◆ **Directions for this task**: Select every line in the items below that contains the string "tail", and copy each one in full.
* begin Material for this exercise *
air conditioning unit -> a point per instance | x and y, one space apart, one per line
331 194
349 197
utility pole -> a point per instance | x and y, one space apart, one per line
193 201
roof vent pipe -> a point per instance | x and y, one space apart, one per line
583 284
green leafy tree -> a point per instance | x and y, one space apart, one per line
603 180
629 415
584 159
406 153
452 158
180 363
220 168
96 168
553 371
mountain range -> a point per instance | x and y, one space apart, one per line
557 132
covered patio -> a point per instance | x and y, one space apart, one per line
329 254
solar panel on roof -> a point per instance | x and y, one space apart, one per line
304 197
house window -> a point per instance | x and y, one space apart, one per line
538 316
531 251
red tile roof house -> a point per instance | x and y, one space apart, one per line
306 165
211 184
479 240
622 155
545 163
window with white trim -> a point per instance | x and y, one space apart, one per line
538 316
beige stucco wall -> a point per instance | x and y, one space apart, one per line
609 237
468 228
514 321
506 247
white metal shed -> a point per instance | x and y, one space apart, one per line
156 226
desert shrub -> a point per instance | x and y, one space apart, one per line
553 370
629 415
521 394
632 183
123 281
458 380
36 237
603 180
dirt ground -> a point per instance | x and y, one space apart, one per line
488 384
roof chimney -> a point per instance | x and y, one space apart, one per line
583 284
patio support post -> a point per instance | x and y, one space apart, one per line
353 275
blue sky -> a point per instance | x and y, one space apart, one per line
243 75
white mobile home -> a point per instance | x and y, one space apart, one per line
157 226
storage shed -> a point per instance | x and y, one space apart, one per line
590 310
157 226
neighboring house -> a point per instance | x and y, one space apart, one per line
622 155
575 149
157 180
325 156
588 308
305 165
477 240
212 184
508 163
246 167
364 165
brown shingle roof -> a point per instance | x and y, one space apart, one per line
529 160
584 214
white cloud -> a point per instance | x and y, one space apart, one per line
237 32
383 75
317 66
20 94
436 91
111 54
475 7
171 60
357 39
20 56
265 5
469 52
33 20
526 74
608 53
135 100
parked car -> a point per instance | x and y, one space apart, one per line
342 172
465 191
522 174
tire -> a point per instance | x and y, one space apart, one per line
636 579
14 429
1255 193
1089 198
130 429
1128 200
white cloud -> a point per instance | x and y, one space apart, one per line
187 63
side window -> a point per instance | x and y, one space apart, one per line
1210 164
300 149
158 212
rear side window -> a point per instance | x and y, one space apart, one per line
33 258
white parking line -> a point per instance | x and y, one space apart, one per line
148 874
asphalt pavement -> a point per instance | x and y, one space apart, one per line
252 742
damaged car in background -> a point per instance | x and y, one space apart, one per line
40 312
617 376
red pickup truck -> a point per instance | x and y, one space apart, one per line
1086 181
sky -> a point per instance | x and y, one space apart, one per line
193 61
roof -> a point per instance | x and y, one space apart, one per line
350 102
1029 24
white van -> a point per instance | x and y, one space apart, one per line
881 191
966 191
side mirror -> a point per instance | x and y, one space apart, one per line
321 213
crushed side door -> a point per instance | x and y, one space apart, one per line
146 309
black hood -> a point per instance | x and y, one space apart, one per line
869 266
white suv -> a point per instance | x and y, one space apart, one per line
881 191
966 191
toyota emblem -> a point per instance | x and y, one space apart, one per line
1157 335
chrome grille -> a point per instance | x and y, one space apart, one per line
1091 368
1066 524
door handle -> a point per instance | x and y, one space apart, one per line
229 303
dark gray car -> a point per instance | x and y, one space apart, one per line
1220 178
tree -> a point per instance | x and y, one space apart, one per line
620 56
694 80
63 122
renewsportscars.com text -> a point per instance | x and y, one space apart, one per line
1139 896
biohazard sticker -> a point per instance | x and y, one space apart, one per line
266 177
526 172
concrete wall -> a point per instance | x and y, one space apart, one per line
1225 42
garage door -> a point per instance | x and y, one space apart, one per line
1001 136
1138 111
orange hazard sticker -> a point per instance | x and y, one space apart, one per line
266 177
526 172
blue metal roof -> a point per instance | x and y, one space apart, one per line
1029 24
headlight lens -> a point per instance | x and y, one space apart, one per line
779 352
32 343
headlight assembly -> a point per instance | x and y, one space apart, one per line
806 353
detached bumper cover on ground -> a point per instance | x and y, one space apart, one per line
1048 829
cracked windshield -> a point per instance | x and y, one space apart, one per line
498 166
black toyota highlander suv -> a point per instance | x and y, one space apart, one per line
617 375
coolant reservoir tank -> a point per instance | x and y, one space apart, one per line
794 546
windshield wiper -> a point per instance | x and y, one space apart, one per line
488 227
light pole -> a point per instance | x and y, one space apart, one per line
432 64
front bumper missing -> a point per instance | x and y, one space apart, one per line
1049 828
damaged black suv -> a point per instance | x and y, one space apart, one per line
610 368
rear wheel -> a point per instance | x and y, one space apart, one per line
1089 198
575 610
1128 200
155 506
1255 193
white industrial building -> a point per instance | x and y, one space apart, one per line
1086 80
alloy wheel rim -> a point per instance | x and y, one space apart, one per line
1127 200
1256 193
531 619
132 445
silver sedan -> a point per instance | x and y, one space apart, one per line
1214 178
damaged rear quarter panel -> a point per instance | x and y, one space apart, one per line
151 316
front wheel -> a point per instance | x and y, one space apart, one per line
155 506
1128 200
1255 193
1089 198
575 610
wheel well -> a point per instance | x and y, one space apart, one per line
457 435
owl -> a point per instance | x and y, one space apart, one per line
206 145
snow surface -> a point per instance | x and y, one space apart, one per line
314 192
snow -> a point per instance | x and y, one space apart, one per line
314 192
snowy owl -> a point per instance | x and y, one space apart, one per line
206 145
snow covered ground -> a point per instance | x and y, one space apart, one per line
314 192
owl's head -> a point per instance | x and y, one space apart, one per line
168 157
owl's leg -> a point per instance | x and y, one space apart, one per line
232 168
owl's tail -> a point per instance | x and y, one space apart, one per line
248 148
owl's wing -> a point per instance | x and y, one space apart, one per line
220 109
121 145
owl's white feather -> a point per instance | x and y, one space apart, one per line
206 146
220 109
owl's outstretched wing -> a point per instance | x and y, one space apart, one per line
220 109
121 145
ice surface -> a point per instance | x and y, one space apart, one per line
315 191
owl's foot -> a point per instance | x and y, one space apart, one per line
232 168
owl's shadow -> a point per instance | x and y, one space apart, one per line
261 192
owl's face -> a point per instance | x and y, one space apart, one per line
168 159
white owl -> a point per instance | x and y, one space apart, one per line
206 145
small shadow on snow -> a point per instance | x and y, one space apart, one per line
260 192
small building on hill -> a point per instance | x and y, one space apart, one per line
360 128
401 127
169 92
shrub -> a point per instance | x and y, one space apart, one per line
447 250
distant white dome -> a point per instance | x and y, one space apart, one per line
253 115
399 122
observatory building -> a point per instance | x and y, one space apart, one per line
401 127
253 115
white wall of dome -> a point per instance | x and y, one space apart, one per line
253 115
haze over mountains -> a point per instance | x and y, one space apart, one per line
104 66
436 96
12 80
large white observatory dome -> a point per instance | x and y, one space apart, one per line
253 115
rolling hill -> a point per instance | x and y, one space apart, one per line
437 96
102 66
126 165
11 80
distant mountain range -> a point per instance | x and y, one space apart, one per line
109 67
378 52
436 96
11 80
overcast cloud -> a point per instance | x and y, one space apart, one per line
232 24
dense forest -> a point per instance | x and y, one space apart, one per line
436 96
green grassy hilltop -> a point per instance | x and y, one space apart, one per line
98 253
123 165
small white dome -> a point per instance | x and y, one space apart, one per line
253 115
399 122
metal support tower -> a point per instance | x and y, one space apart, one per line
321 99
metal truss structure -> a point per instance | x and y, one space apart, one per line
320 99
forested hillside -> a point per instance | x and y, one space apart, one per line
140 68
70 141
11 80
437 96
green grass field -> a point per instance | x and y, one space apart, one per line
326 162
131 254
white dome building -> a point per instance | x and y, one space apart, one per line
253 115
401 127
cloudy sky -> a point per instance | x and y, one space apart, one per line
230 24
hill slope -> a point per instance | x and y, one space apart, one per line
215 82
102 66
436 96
* end Material for this exercise *
* begin Material for this exercise *
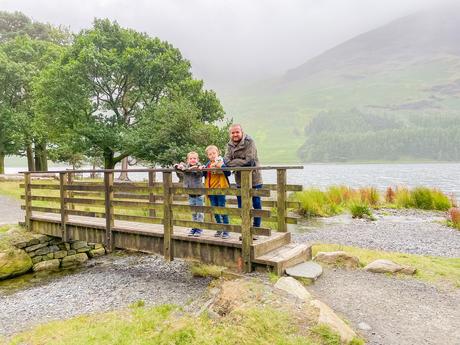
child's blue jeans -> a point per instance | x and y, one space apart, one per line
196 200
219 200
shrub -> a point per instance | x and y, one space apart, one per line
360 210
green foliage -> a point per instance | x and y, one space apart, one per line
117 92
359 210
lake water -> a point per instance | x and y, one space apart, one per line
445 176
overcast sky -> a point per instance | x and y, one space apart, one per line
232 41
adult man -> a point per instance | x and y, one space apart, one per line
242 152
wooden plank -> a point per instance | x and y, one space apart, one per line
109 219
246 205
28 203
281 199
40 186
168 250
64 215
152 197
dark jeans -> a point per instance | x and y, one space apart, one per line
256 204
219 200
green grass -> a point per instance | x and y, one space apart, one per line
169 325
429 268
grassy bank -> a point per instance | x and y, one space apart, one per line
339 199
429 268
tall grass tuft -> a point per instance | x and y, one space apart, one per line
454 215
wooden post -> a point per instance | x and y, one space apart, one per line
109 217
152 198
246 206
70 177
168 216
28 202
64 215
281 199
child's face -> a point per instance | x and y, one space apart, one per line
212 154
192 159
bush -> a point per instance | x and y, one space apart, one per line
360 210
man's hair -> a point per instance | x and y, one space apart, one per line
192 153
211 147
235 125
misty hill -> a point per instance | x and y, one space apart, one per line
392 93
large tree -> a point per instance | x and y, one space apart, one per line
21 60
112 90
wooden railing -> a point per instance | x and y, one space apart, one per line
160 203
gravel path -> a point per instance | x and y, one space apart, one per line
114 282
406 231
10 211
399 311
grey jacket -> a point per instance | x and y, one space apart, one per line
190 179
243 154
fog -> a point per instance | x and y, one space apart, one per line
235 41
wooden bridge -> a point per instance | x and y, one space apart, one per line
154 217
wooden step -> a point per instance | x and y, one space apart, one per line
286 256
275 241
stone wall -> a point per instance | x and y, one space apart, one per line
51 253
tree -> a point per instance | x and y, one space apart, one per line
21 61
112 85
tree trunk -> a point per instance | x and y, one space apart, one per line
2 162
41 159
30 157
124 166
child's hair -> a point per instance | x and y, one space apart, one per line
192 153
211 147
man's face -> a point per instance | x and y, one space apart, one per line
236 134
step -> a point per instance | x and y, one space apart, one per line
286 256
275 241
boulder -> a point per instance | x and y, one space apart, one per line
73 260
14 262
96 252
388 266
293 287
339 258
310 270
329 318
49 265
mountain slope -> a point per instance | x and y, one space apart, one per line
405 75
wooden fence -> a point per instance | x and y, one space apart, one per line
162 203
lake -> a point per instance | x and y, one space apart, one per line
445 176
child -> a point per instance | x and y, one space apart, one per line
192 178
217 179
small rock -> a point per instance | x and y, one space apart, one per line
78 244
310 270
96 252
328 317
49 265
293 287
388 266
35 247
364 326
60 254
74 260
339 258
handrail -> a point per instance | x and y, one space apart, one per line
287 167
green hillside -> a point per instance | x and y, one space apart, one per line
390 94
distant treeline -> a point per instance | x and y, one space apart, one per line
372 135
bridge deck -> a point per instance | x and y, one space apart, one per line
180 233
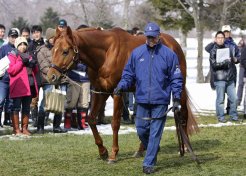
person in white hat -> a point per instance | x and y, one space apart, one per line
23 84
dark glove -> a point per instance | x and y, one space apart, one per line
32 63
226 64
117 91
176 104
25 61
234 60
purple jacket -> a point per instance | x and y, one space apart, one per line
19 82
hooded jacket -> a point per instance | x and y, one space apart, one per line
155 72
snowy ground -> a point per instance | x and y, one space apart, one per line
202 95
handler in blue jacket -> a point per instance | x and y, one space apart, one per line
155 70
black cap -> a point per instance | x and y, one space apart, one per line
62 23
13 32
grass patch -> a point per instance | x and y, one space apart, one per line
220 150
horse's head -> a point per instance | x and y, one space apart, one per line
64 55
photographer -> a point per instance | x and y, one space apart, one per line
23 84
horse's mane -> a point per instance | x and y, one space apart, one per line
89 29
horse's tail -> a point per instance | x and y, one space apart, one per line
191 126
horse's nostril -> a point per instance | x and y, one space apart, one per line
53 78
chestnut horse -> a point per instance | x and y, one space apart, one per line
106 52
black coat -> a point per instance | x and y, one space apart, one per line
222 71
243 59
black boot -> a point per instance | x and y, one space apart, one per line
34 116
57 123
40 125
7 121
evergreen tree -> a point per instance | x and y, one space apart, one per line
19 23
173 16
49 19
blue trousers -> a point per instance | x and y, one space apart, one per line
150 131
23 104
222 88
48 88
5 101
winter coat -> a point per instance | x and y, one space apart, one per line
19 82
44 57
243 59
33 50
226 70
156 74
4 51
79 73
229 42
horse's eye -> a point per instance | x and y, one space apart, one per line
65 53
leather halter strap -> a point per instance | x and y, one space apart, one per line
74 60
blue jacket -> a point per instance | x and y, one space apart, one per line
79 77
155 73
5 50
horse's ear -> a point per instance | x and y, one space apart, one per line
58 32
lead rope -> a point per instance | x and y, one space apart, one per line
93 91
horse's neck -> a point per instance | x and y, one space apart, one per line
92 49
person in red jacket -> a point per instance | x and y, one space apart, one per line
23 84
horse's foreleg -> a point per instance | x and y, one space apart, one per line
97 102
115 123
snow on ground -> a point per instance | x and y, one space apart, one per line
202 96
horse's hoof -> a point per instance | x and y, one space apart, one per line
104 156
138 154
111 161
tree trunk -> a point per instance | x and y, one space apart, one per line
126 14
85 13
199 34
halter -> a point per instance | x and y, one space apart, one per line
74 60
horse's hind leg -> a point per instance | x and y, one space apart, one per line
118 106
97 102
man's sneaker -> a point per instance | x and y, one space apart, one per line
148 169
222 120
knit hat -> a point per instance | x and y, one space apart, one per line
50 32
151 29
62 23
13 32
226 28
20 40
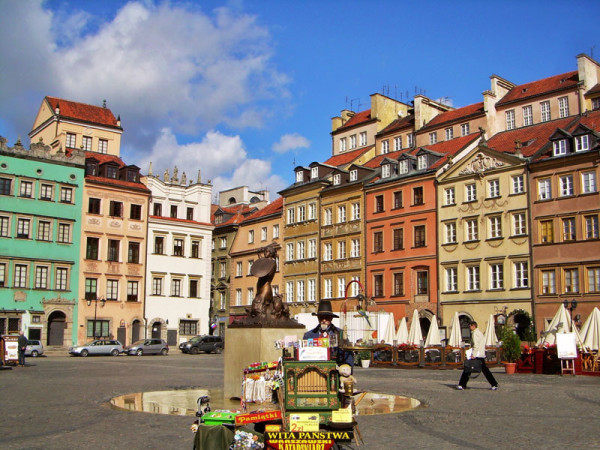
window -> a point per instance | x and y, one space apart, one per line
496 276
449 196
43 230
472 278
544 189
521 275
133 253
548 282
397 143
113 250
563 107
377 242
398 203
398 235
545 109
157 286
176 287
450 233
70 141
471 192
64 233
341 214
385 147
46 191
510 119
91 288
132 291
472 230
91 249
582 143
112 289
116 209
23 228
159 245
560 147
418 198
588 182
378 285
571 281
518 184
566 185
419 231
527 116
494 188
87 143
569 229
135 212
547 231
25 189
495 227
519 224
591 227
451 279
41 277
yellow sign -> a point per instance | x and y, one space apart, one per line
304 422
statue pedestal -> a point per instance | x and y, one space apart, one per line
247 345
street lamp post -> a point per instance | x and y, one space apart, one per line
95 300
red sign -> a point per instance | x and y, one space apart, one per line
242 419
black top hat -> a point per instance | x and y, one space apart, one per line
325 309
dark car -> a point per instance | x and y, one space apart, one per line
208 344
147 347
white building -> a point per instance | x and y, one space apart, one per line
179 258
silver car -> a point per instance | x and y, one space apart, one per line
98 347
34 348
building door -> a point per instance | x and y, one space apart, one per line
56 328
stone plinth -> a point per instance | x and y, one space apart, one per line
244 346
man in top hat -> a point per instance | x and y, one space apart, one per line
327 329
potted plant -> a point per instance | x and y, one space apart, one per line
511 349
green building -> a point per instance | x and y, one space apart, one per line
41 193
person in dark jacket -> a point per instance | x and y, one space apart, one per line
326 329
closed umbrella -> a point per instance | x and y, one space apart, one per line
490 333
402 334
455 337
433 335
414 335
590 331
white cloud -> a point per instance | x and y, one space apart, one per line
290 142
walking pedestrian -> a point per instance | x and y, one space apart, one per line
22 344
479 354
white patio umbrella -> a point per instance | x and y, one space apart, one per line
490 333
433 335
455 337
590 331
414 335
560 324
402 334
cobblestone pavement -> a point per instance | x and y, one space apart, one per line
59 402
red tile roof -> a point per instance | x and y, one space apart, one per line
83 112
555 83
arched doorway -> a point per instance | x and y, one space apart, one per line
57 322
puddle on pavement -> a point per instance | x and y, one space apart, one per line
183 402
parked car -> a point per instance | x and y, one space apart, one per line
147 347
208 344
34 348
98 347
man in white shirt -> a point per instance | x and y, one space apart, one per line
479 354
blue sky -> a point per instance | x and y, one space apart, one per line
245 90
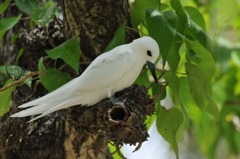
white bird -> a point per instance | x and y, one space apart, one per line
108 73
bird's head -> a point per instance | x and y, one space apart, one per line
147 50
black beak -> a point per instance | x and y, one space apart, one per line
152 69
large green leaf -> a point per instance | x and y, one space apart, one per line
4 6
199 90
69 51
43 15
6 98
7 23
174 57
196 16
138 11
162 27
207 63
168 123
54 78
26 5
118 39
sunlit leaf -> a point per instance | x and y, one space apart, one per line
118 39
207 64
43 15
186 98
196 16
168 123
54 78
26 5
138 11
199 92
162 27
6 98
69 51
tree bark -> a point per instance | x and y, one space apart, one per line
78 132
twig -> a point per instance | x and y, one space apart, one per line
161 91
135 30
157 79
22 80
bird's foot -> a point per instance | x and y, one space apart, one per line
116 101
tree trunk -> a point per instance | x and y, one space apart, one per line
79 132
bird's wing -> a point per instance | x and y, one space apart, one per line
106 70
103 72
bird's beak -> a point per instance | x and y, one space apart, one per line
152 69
* end Material for this exercise *
◆ **Task solution**:
owl's tail -> a point per instance | x and y, one space apart, one per line
horse's tail -> a point per instance | x and y, one space apart, one per line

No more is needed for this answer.